TAREFAS OBRIGATÓRIAS –
1. Segundo o trecho selecionado, qual diferença o texto reitera ao encerrar?
2. Reescreva de forma mais breve o parágrafo do trecho selecionado que começa com "Não é coincidência, portanto", preservando seus fatos principais.

TRECHO SELECIONADO –
Não é coincidência, portanto, que o último elemento da taxonomia que estou propondo aqui consista em “réactiver sur un nouveau terrain, celui de l’hyper-moralisme wokiste, le vieux fanatisme religieux” [reativar em um novo terreno, o do hipermoralismo wokista, o velho fanatismo religioso] (Pierre-André Taguieff, p. 63). Taguieff acrescenta que, contra essa apologia da ignorância, é necessário ativar a alegria da ciência, que também germina de uma alegria do ceticismo em relação a toda verdade e valores absolutos. Fazer oposição em nome e sob a forma da liberdade, porque “nous voulons que puisse à nouveau s’épanouir, partout en Europe, un débat d’idées ouvert, sans inquisition, sans fanatisme, sans procès d’intention” [queremos poder fazer florescer mais uma vez, em toda a Europa, um debate aberto de ideias, sem inquisição, sem fanatismo, sem julgamento de intenções] (David L’Épée, ibid., p. 56), restaurando o significado e a função emancipatória das escolas e universidades, cada vez mais reduzidas a locais de doutrinação moralista de acordo com as modas que a agenda liberal-libertária está impondo às sociedades ocidentais. De fato, a ignorância não é “força” – como diz o slogan de 1984 – mas é a ferramenta que produz escravos.
Portanto, devemos agir e pensar em prol das liberdades reais, contra o fantasma da liberdade para o qual “en apparence, je pense et je fait ce que je veux, mais cela doit rester à l’intérieur du cadre circonscrit par les médias, qui définissent le nouveau discours sacré. Transgresser la parole médiatique revient à transgresser un tabou, et cela crééé une malaise immédiat, de même nature que la contestation de la parole du prêtre ou du chaman dans une société traditionnelle” [aparentemente, penso e faço o que quero, mas deve ficar dentro do quadro circunscrito pela mídia, que define o novo discurso sagrado. Transgredir a palavra da mídia equivale a transgredir um tabu, e isso gera uma inquietação imediata, da mesma natureza que a contestação da palavra do padre ou do xamã em uma sociedade tradicional.] (Cerise, ivi, p. 100).
Encerramos reiterando uma evidência que é tabu para a ideologia woke: a diferença (não a hierarquia, que deve ser rejeitada, mas precisamente a diferença) entre o masculino e o feminino.
Paul B. Preciado é um militante neofeminista espanhol, autor de um manifesto contra todos os “estereótipos de gênero” que constitui uma apologia do ânus, “zone érogène commune à tous les humains sans différence de sexe, orifice non discriminant et marqueur d’égalité”, que “s’impose comme le nouveau ‘centre universel contrasexuel’. D’où cet éloge déconstructionniste de l’anus, socle d’un universalisme enfin libéré de l’emprise des normes hétérosexuelles. […] Se situer par-delà le pénis et le vagin, organes de la différence des sexes, dont il faut cependant souligner qu’il ne s’agit que de ‘constructions sociales'” [zona erógena comum a todos os humanos sem diferença de sexo, orifício não discriminatório e marcador de igualdade’, que ‘se impõe como o novo ‘centro universal contrassexual’. Daí esse elogio desconstrucionista ao ânus, base de um universalismo finalmente liberto das garras das normas heterossexuais. […] Situar-se para além do pênis e da vagina, órgãos da diferença entre os sexos, dos quais é preciso, no entanto, enfatizar que são apenas ‘construções sociais’] (Taguieff, p. 60). Essa versão analocêntrica do mundo realmente diz muito sobre a total ausência de humor, que é outra das limitações da visão woke da sociedade.

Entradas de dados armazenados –
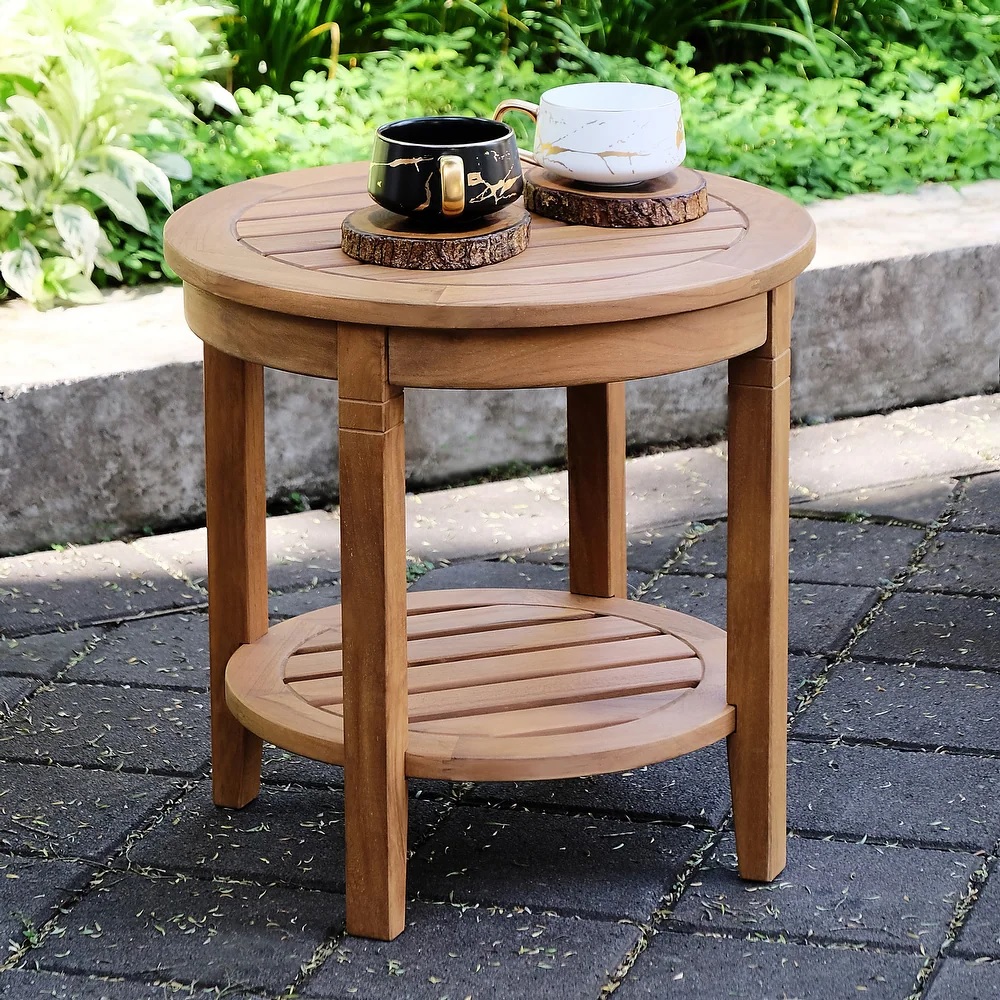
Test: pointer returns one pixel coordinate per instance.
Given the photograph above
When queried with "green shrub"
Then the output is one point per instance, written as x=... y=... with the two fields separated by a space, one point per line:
x=80 y=80
x=915 y=121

RESPOSTAS POR TAREFA –
1. A diferença entre o masculino e o feminino.

2. O último elemento da taxonomia proposta consiste em reativar o velho fanatismo religioso no terreno do hipermoralismo wokista (Pierre-André Taguieff, p. 63). Contra essa apologia da ignorância, Taguieff defende ativar a alegria da ciência. Essa alegria nasce também do ceticismo diante de toda verdade e de todos os valores absolutos. A oposição deve ser feita em nome da liberdade, para que floresça de novo em toda a Europa um debate aberto de ideias, sem inquisição, sem fanatismo e sem julgamento de intenções (David L'Épée, p. 56). Ela também deve restaurar a função emancipatória das escolas e universidades. Essas instituições estão cada vez mais reduzidas a locais de doutrinação moralista, conforme as modas da agenda liberal-libertária. A ignorância não é "força", como diz o slogan de 1984, mas a ferramenta que produz escravos.